───── Source text
The blue babies you get from the Choccies are really nice.. I think it's a bonus but if you aren't expecting it, can be a bit of a bummer I guess.


----------



## Kimchi24 (Mar 22, 2013)

I laugh when I go to the chain fish shops and they have a label of fire red shrimps and Harlow grade cherries. Biggest scam ever. As far as I know, that last pic are what blue rilis are like. I haven't quite seen the others. I guess they are simply what people have achieved though specific breeding


----------



## randy (Jan 29, 2012)

Common names of Neocaridina is bound to be confusing. Even the scientific name of these shrimps is getting debates (Neocaridina heteropoda or Neocaridina Davidi, same thing, for different reasons). So ask for pictures or see in person or tell the seller exactly what you are looking for or what you are getting.

First pic you posted is a high grade dream blue. The reason it's named ultra blue rili is because it's selectively bred from blue rili line. I have some of these and get tons of rili-like babies. The current development of this line almost gets rid of the middle section, a bit different from when I got them 10 months ago.

Here are some of mine,




The more rili-like offspring from the same line,


And another one


Second pic you posted is either a regular rili or a low grade blue rili. (with clear middle section)

Third pic you posted is blue Velvet or blue Panaque (no clear middle section) You may see some Blue Perl which looks similar but aren't the same. Blue Perl are closer to snow ball shrimp.

However, anyone can name their shrimps any way they want, sometimes because certain names are more popular and commanding a higher price, sometimes just purely confused.

What I said above is more following the rules most people I know follow, rule is simple, a rili should have a middle section that's either clear or in different colour than the head and tail. If you have bred fire red, you have likely gotten some regular rili shrimps in the offspring. But because from the same line you can always selectively breed out a new line without a clear section, and you can keep the rili in the name to claim its linage, I mean, it's your shrimp and you get to name it, right?

The rili came from my PFR breeding tank.


The difference between a blue rili and regular rili is that blue rili should have blue in the clear section. Why? Because regular rili (or sometimes called red rili) came out first. Then some used that line to come up with blue in the middle section. And since they wanted to distinguish this new line from the previous, the name blue rili came out. And both lines have come out for a long time (a few years in neocaridina is a long time), and their novelty has diminished, so when a newer line came out breeders would try to give it a different name (such as blue panaque). This way, they can sell them at a higher price.
──────────
───── Given data
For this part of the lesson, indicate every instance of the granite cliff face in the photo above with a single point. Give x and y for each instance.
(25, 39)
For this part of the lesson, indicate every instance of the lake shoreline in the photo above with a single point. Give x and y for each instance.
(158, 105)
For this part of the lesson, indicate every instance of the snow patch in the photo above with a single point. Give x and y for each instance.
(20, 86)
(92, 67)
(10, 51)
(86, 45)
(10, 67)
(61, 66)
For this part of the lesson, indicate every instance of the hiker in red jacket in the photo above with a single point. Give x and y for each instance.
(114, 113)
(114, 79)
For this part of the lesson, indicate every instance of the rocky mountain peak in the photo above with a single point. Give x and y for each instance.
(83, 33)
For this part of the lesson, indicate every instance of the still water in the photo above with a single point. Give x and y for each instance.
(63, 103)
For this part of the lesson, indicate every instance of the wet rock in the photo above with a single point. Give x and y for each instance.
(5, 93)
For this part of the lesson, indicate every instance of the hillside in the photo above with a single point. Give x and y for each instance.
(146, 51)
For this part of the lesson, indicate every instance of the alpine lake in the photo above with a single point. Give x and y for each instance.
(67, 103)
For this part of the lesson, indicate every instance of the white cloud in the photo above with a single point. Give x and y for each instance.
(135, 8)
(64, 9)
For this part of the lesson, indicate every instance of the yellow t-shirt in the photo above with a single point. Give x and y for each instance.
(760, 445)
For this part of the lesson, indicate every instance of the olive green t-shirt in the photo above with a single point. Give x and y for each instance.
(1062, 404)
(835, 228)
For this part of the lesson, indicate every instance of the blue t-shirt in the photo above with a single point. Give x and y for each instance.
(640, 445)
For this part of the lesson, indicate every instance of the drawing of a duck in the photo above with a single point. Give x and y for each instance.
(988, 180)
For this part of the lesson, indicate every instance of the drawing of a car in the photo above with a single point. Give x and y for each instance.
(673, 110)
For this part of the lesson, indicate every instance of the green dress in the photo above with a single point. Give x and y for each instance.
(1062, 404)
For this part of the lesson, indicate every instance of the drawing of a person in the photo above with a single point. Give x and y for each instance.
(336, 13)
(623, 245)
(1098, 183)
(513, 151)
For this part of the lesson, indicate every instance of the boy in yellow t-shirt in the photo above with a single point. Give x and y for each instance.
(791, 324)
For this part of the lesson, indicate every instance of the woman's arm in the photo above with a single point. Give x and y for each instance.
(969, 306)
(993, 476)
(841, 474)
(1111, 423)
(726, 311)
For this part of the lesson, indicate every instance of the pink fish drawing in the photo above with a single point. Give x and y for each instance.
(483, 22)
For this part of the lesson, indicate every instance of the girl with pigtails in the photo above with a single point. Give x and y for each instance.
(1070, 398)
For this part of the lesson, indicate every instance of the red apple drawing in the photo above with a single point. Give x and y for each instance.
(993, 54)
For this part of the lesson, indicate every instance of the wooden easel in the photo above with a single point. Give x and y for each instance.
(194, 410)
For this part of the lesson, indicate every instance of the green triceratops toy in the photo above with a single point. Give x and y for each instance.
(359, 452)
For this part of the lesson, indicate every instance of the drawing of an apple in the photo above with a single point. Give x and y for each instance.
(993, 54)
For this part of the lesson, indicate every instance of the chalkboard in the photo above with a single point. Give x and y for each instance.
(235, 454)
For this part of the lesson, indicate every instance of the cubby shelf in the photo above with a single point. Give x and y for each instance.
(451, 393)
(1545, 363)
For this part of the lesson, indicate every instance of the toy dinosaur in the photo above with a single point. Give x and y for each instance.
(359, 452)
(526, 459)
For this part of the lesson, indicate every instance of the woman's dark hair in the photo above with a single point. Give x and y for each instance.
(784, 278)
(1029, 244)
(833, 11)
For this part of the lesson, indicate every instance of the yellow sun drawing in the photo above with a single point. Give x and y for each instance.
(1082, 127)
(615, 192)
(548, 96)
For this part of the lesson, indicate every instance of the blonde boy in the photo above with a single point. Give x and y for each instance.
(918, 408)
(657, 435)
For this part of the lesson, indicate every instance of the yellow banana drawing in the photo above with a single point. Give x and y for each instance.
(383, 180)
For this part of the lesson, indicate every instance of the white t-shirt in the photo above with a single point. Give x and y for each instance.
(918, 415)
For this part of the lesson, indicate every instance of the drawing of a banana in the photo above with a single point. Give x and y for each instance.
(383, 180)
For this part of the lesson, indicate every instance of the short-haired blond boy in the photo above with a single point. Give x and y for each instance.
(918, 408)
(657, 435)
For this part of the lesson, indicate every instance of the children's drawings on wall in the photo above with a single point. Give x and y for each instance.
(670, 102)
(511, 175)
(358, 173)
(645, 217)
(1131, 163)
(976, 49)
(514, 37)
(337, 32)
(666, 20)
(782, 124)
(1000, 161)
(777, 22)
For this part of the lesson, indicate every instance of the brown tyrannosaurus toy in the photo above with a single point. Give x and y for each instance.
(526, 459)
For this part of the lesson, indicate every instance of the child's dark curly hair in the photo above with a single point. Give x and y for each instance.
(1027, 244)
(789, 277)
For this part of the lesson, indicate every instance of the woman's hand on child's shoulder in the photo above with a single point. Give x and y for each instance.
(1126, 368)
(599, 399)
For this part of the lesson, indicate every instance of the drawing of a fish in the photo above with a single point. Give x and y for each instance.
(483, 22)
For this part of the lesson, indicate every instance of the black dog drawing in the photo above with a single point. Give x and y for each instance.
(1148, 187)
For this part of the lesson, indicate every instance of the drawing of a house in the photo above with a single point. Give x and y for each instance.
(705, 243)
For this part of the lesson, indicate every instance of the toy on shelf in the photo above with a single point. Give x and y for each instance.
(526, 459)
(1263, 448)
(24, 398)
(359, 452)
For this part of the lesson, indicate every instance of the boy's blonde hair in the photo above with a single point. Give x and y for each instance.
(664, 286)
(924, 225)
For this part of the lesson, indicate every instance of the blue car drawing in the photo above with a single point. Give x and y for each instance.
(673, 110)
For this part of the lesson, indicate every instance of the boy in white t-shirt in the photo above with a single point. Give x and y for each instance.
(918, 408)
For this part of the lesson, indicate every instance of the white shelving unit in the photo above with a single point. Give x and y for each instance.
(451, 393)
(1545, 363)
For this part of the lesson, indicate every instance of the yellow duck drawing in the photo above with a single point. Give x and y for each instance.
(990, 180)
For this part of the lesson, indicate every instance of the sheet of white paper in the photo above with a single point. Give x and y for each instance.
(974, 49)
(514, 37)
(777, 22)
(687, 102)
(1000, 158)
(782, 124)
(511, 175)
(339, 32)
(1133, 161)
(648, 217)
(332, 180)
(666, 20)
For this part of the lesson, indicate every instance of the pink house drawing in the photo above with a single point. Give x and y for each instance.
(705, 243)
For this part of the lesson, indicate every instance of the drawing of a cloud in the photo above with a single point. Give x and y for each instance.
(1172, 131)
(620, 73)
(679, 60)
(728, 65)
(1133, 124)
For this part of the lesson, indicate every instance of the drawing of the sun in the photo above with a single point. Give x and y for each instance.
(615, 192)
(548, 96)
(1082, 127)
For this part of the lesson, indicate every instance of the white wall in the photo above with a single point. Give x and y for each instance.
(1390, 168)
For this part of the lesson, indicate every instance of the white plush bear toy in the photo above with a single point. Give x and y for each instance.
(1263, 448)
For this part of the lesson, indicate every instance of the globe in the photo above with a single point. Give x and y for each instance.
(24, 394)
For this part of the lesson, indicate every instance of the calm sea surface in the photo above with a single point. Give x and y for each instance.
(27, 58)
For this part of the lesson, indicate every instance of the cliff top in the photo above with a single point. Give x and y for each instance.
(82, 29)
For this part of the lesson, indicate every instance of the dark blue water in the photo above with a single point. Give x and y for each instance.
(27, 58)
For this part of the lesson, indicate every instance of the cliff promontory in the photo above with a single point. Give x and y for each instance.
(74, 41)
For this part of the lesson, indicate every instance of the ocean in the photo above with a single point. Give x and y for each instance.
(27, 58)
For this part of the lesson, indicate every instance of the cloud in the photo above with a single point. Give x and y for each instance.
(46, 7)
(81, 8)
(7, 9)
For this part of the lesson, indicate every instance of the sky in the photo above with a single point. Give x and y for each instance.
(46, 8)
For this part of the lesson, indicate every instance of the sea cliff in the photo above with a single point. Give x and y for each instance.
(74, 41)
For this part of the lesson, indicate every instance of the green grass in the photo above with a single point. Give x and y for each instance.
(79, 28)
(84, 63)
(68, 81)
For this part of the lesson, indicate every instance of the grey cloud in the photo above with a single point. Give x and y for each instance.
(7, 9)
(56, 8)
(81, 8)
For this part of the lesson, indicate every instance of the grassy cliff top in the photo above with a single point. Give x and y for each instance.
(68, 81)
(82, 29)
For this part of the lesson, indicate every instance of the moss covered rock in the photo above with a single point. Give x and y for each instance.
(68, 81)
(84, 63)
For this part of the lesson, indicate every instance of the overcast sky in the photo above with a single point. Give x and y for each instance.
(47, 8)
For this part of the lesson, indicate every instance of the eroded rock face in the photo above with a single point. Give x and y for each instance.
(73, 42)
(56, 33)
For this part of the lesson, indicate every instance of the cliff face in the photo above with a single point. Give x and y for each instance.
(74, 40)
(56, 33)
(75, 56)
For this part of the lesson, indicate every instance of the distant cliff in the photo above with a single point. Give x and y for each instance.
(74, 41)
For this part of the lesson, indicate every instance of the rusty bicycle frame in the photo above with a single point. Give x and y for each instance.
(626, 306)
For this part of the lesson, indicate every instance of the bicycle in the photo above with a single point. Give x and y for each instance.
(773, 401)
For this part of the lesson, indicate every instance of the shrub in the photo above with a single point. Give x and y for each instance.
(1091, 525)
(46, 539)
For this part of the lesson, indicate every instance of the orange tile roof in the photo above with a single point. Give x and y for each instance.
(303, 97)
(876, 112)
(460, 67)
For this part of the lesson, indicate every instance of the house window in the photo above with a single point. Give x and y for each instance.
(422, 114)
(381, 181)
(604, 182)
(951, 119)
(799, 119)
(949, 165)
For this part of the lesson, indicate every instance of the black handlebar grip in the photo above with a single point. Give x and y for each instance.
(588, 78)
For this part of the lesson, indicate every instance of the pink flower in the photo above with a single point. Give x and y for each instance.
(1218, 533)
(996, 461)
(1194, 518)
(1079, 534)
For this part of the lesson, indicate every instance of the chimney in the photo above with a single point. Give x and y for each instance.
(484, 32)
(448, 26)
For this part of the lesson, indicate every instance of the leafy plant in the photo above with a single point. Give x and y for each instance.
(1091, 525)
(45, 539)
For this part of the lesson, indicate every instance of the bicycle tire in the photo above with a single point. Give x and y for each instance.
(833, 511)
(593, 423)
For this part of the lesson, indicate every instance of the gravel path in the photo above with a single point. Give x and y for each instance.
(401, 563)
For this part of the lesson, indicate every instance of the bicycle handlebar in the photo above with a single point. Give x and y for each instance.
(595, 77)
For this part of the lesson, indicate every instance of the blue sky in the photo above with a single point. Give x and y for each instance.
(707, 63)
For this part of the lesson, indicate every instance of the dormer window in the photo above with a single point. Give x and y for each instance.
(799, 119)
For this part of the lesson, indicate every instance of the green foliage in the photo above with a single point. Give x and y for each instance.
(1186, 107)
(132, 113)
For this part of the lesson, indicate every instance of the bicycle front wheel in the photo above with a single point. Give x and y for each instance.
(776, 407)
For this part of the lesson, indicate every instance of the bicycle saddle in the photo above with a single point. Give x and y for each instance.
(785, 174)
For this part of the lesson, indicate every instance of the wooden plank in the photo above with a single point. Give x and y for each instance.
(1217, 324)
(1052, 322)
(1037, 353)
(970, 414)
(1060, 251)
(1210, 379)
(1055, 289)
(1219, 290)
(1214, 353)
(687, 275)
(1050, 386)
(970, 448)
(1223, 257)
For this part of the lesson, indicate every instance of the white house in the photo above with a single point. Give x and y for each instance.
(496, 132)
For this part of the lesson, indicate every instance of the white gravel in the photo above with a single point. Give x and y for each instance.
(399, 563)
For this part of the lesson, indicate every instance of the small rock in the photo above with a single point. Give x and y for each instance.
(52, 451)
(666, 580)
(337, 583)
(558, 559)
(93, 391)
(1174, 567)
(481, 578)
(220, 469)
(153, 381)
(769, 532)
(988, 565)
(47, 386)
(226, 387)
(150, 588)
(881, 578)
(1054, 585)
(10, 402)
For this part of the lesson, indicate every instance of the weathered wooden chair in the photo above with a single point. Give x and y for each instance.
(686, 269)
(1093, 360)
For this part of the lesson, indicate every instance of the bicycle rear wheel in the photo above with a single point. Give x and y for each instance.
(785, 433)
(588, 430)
──────────
Given instruction 1: In the shrimp-naming thread, why did breeders start using the name "blue rili"? Answer in one to three sentences.
Given instruction 2: Continue the shrimp-naming thread from the point where it stops.
These records come from a different source than the text.

Written response 1: Regular rili, sometimes called red rili, came out first, and some breeders then used that line to produce shrimp with blue in the middle section. They wanted to distinguish this new line from the earlier one, so they called it blue rili.

Written response 2:
If you read all I wrote above, I'm sure you are not less confused ;-) That's okay, my advise is still -- ask for pictures or see in person or tell the seller exactly what you are looking for or what you are getting.

Also, price means nothing. No reason to chase the newer line at a higher price just because they are new. These rilis are as pretty as the new lines, it's your preference. Most of them are about as easy as cherry, some newer lines are a bit finicky but not by much.


----------



## mistersprinkles (Nov 4, 2013)

If I may make a post loosely related to this thread...
In that last picture, the shrimp appears to have bubbles in it's abdomen








Ive never seen that before. What is it?

Sorry for semi-threadcrapping.


----------



## randy (Jan 29, 2012)

mistersprinkles said:


> If I may make a post loosely related to this thread...
> In that last picture, the shrimp appears to have bubbles in it's abdomen
> Ive never seen that before. What is it?
> 
> Sorry for semi-threadcrapping.


I don't think the bubbles are in the shrimp....


----------



## zzz (Sep 18, 2013)

Thanks for explanation randy as well as for nice pictures of your shrimps.


----------



## matti2uude (Jan 10, 2009)

Should I confuse it even more by adding Poison Blue neo?


----------



## zzz (Sep 18, 2013)

Unless you call it rili you don't make it more confusing. I'm aware that there are various blue shrimps out there with various degree of blue coloration. I just found confusing that all three color modification above were called rili.


----------



## randy (Jan 29, 2012)

matti2uude said:


> Should I confuse it even more by adding Poison Blue neo?


Nice, I got a blue one with that chocolate dye (not sure how else to describe it) and with a golden back line... I have to find her and see if I can take a picture of her.


----------



## Shrimp Daddy (Mar 30, 2013)

mistersprinkles said:


> If I may make a post loosely related to this thread...
> In that last picture, the shrimp appears to have bubbles in it's abdomen
> 
> 
> ...


You've never had gas?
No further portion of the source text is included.